READING TEXT
•••••

There’s no simpler photographic apparatus than a pinhole camera. Any lightproof box with a tiny aperture on one end and some film inside will get you a picture, no lens needed. There are commercially manufactured pinhole cameras, but aficionados make their own. It’s a DIY kind of thing.
Barbara Ess hadn’t really found her métier as an artist until she built her first pinhole camera, following a diagram in a 1983 newspaper article. But she was already a name on the downtown scene, the publisher of Just Another Asshole, an occasional mixed-media magazine (the word “magazine” here covering anything from a photocopied zine to an insert in another magazine—Artforum—with squibs featuring tabloid-style headlines such as “Worker Abandons Self to Pigs” and “‘Lady’ Paid With Coupon,” to an LP record featuring 77 tracks, each under a minute long), and a musician in post-punk bands the Static and then the Y Pants.
The Y Pants were an artists’ band; the sculptor Kiki Smith said, “Many of their lyrics had become part of my vocabulary. They’re my youth. It was ‘girlie punk music’ with a hidden bite to it. ” Future Sonic Youth front man Thurston Moore was impressed not only by their music but also by how Ess was part of a new trend in musicians’ names: “Last names like Lunch, Place, Chance set up a new breed of blankness from earlier punk names like Hell, Rotten, Vicious. But Ess was even more halting, possibly even more subterranean in effect.” Part of the Y Pants’ appeal was their instrumentation. The sight and sound of Ess passionately strumming away on a ukulele were hard to forget; so were those of her bandmate Gail Vachon attacking a child’s toy piano with equal panache.
No wonder Ess was ready to take a low-tech, DIY route to image making. She gained immediate attention with a 1985 exhibition at New York City’s Cable Gallery that, as critic Jean Fisher declared at the time, reinvented “the effect of the photographic…by returning to the first-order image and its simplest mode of production, ” bringing pinhole photography to the mainstream art world and vice versa. Ess turned all the ostensible defects of her primitive technology into artistic gold. With the images enlarged and printed with an overlaid tinge of a single understated color, the blur, distortion, and extreme perspectives produced by the lensless camera seemed to show another world within or beyond the everyday. Instead of fixing a moment in time, permanently recording what would otherwise have been seen for just a moment, they seemed to show something the eye alone could never witness. The darkening of the field around the edges of the images and the concentration of light at their center seemed to convey a radically subjective viewpoint with no distinct boundary to the visual field and a capacity to highlight the most essential sights and ignore the rest. A dog’s bony forepaws on the pavement, a couple embracing on a seemingly vast otherwise empty beach, a row of white suburban houses tipping toward and away from a tree-darkened horizon like stumbling drunkards at twilight—these simple observations of perfectly recognizable yet somehow inexplicable forms stranded in unaccountably vast and devouring space, at once perfectly ordinary and somehow spooky and sinister, seemed to question the ground of reality itself.

•••••

EXTRACTED INFORMATION
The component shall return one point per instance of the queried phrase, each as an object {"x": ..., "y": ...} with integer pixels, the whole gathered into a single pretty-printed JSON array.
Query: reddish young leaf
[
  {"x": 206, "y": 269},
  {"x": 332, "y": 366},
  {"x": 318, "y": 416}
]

•••••

TO DO
a: From the piece on Barbara Ess, extract the passage starting at "The Y Pants were" and ending at "with equal panache.".
b: Extend the piece on Barbara Ess beyond its final sentence.

ANSWERS FOR THE EXERCISE
a:
The Y Pants were an artists’ band; the sculptor Kiki Smith said, “Many of their lyrics had become part of my vocabulary. They’re my youth. It was ‘girlie punk music’ with a hidden bite to it. ” Future Sonic Youth front man Thurston Moore was impressed not only by their music but also by how Ess was part of a new trend in musicians’ names: “Last names like Lunch, Place, Chance set up a new breed of blankness from earlier punk names like Hell, Rotten, Vicious. But Ess was even more halting, possibly even more subterranean in effect.” Part of the Y Pants’ appeal was their instrumentation. The sight and sound of Ess passionately strumming away on a ukulele were hard to forget; so were those of her bandmate Gail Vachon attacking a child’s toy piano with equal panache.

b:
Or was it simply the photograph itself under question? The artist defined photographs as “these traces of a moment when wisps of light pass over the physical world…like a shadow on a cloudy day, a poor reflection in a dirty mirror, a representation that can’t contain the juice” yet exposing “the poignancy of the mute surface of the physical world. The physical world itself so promising and comforting even in its damaged, crumbling, flooded, shining, decaying, pathetic state. ” It’s revealing that, among her other activities, she organized an exhibition of “thoughtographs” by Ted Serios, an alcoholic former bellhop who claimed to be able, when drunk, to project images from his mind onto Polaroid film. Whatever the trick he really used to produce them, those blurred and indeterminate images did somehow feel like the result of some intensely concentrated but intangible mental process. One could see why Ess might be captivated by them. And yet they had none of the haunting depth of her own photographs. Another photographer, Mark Alice Durant, complained that Serios’s photographs were too obvious in their elusiveness:
Diaphanous, blurry, vignetted, and incomplete. As with Victorian spirit photographs or UFO images, it seems that the visual proofs of paranormal activity must be conveyed in styles analogous to their tenuous accessibility. These other worlds supposedly captured on film, whether they are spiritual, telepathic, or alien, represent parallel universes that are simultaneously close by and far away—here but not here, visible only to sensitive clairvoyants or sensitive film. The photographs, then, straddle the fence between knowing and not knowing, between hard evidence and invisibility. The camera may sometimes act as a visual doorway to other worlds, but it is as if the lens were made of cheap plastic, offering only refractions, foggy figures, and ambiguity.
The pictures Ess made were and were not like that. She was able to find something poignant and true out of this collision between the otherworldly and the abject. Not that behind the world we perceive is a phantasmic one but that the world we perceive is phantasmic—without substance yet with untold depths.
By the 1990s, Ess’s photographs were being shown in museum exhibitions in the United States and abroad. In 2001 the Aperture Foundation published a book of her work, I Am Not This Body, its title referring to a Buddhist thought exercise in questioning the idea of identity. As the artist explained, “The meditation goes, ‘I am not this arm. I am not this leg. I am not this head, etc.’ until you get to ‘I am not this thought. ’” Since then, however, she has been less present on the exhibition scene, or at least I haven’t come across her work as much. All the more welcome, then, was the opportunity to catch up on some of her work—photographs as well as video and sound pieces from 2007 through this year—in the recent exhibition “Someone to Watch Over Me,” which took place at an enterprising artist-run gallery on Manhattan’s Lower East Side, Magenta Plains.
None of the new pieces appears to have been made using a pinhole camera, though there is a fuzzy, low-tech, low-resolution feel to most of them, despite the fact that many were made by piggybacking on an elaborate and technologically advanced infrastructure—that is, the Internet. The exhibition title refers not to the romantic yearnings so sweetly encapsulated in the 1926 George and Ira Gershwin song of the same name but to the Internet’s surveillance regime. What’s more, many of the works derive from the artist’s participation not as a subject of surveillance but as one of its agents, albeit a double agent.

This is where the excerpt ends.